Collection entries

○ ○ ○ ○ ○ ○ ○

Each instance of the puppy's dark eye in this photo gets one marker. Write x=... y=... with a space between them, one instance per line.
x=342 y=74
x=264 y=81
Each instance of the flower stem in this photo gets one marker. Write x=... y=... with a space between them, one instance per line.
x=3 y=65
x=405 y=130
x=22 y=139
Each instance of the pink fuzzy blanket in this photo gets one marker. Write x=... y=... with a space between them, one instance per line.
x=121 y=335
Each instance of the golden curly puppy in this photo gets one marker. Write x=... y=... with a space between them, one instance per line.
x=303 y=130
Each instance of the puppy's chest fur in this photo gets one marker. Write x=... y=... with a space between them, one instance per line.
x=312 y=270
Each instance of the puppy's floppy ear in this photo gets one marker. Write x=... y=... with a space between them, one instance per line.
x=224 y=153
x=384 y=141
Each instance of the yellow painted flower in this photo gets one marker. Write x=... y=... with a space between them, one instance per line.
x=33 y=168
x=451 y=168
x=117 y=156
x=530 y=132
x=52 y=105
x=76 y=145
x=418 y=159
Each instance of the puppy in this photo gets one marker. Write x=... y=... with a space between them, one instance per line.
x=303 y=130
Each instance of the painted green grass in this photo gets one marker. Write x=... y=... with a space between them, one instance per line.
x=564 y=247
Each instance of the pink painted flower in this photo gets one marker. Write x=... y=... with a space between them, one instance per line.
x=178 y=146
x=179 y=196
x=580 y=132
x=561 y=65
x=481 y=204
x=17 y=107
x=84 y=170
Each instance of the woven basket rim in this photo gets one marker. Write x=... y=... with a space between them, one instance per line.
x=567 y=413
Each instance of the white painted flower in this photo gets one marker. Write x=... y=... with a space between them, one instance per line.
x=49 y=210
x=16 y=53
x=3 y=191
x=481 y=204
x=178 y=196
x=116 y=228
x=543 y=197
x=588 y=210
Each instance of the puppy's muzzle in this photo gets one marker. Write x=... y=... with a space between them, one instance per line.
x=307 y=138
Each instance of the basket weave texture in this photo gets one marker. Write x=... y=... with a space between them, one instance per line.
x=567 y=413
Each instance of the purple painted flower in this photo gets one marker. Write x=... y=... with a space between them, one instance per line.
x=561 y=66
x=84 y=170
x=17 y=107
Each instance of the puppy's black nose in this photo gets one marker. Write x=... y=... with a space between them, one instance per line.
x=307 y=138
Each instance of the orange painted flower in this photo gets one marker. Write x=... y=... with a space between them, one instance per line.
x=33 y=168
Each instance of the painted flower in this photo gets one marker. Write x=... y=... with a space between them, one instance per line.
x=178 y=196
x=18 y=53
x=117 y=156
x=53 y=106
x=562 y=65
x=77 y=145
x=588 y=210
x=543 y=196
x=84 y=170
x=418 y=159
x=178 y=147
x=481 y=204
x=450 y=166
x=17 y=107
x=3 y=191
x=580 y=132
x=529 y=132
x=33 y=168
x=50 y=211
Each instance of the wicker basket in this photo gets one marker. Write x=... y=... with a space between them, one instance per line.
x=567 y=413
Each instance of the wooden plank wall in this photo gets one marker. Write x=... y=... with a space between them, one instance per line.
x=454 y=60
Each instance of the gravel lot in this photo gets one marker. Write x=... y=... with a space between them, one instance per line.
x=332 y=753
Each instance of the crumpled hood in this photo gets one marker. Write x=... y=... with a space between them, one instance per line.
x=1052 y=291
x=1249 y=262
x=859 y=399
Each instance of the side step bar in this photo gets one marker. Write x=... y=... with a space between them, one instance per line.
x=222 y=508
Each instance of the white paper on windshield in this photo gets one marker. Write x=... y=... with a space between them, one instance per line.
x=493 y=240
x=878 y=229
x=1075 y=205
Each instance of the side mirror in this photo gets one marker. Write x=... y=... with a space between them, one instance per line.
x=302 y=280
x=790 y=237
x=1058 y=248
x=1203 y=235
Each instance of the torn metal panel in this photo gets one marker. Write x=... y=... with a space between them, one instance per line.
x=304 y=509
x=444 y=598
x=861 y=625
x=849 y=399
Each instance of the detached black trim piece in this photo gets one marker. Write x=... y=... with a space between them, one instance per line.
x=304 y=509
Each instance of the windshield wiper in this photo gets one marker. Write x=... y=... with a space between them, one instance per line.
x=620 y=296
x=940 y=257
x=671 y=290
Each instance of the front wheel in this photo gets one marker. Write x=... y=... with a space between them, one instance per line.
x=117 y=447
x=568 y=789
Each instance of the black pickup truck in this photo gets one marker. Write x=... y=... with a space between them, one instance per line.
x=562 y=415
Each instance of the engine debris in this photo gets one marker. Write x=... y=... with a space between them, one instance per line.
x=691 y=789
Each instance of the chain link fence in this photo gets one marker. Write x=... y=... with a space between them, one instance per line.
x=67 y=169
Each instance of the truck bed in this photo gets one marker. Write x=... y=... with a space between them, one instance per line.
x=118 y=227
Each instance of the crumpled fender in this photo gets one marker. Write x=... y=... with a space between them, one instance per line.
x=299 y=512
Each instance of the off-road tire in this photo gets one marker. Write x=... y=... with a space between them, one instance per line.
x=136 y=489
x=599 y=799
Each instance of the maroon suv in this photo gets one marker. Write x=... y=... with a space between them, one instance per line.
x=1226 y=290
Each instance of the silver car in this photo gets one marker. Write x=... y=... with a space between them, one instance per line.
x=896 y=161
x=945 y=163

○ ○ ○ ○ ○ ○ ○

• PROBLEM REQUIREMENTS
Output an exact copy of each record.

• THE SOLUTION
Each instance of the puppy's dark eye in this photo gets one marker. Write x=... y=... with a space between them, one instance per line.
x=342 y=74
x=264 y=81
Each instance of the flower stem in this photo gets one marker. Write x=... y=... with a space between them, one instance per line.
x=3 y=65
x=405 y=130
x=22 y=139
Each instance of the pink fuzzy blanket in this photo gets one marker. Write x=... y=... with a space between them, one instance per line.
x=121 y=335
Each instance of the golden curly puppy in this photo gets one marker. Write x=... y=... with a space between them, one instance per line.
x=303 y=130
Each instance of the puppy's chest fur in this photo gets one marker. Write x=... y=... with a space between them, one instance per line.
x=312 y=270
Each instance of the puppy's floppy ear in this photo gets one marker. Write x=... y=... with a space between them, one instance per line.
x=224 y=153
x=384 y=141
Each instance of the yellow painted flower in this photo gets one marker. Write x=... y=... with a space between them, one instance per line.
x=33 y=168
x=451 y=168
x=117 y=156
x=530 y=132
x=52 y=105
x=76 y=145
x=418 y=159
Each instance of the puppy in this photo gets one marker. Write x=... y=... with a space between them, one instance per line.
x=303 y=130
Each instance of the painted green grass in this photo gets one marker. Write x=... y=... with a space between them, one instance per line.
x=564 y=247
Each instance of the pink painted flower in this photo gets one marker. Write x=... y=... with a space between them, one instance per line.
x=178 y=146
x=179 y=196
x=580 y=132
x=561 y=65
x=481 y=204
x=17 y=107
x=84 y=170
Each instance of the woven basket rim in this photo gets one marker. Write x=... y=... with a space between them, one instance per line.
x=567 y=413
Each instance of the white painted flower in this photo gets one marker. Write x=... y=... with a space between them, one instance per line.
x=49 y=210
x=16 y=53
x=3 y=191
x=481 y=204
x=178 y=196
x=116 y=228
x=543 y=197
x=588 y=210
Each instance of the puppy's muzzle in this photo gets one marker. Write x=... y=... with a space between them, one instance per line.
x=307 y=138
Each instance of the basket weave texture in this photo gets one marker. Write x=... y=... with a space between them, one instance per line.
x=567 y=413
Each instance of the purple painted flower in this photo gets one marker. Write x=... y=... with a space between them, one instance per line.
x=561 y=66
x=84 y=170
x=17 y=107
Each instance of the puppy's black nose in this photo gets one marker. Write x=... y=... with a space between them, one instance per line.
x=307 y=138
Each instance of the orange painted flower in this photo gets one marker. Write x=... y=... with a space between them, one instance per line.
x=33 y=168
Each instance of the painted flower in this photo gets one marker. Write x=... y=... with a space between them, one instance per line.
x=178 y=196
x=18 y=53
x=117 y=156
x=53 y=106
x=562 y=65
x=77 y=145
x=588 y=210
x=543 y=196
x=84 y=170
x=418 y=159
x=178 y=147
x=481 y=204
x=450 y=166
x=17 y=107
x=3 y=191
x=580 y=132
x=529 y=132
x=33 y=168
x=50 y=211
Each instance of the wicker basket in this photo gets one marker. Write x=... y=... with a space between them, one instance per line.
x=567 y=413
Each instance of the wooden plank wall in this photo gets one marker. Write x=... y=... with a space between them, one instance per line.
x=454 y=60
Each instance of the gravel lot in this photo gets one marker. Write x=... y=... with a space between them, one instance per line.
x=332 y=753
Each instance of the crumpled hood in this photo gets one marker. Write x=... y=... with a space between them, one instance per line.
x=1052 y=291
x=1249 y=262
x=859 y=399
Each instance of the side step bar in this photo gets one marker. Write x=... y=... with a space between them, one instance per line.
x=222 y=508
Each instance of the white paper on windshield in this photo gets one marker. Write x=... y=... with a space between them, one instance per line.
x=493 y=240
x=878 y=229
x=1075 y=205
Each instance of the side mirror in this photo gets one marker. Write x=... y=... with a space between them, one instance per line.
x=302 y=280
x=790 y=237
x=1058 y=248
x=1203 y=235
Each instance of the torn metal panel in this photo gets one marker. Write x=... y=... with a space between them, one instance per line.
x=304 y=509
x=444 y=598
x=861 y=625
x=849 y=399
Each instance of the detached black trim piece in this photo gets one marker. Write x=... y=... with a space between them, one instance per line.
x=304 y=509
Each instance of the windshield wiper in this photo gets one marker. Write x=... y=... with a space between them, one instance per line.
x=620 y=296
x=940 y=257
x=671 y=290
Each instance of the front wheel in this photo gets one marker. Write x=... y=... with a space between them, one instance per line.
x=117 y=447
x=568 y=789
Each instance of the black pickup truck in this photo gets one marker. Write x=... y=... with a space between them, one instance per line.
x=562 y=415
Each instance of the engine debris in this photo gets one marker. Write x=... y=... with a space between them, one instance per line.
x=691 y=789
Each instance of the chain link fence in this photo gets one marker. Write x=... y=... with a space between them, one instance per line.
x=67 y=169
Each instance of the truck bed in this photo gets one marker. Write x=... y=... with a space between them, one instance per line.
x=118 y=227
Each instance of the crumpled fender in this photo gets one marker. Write x=... y=... with a space between them, one instance per line.
x=299 y=512
Each instance of the off-road tire in this photo gets one marker. Write x=... y=... with a space between them, one instance per line.
x=136 y=489
x=599 y=799
Each instance of the maroon suv in this photo gets one marker. Write x=... y=... with a space between them, one instance per line.
x=1226 y=290
Each instance of the silver car in this photo gets one marker. Write x=... y=... with a space between them, one instance per line.
x=896 y=161
x=945 y=163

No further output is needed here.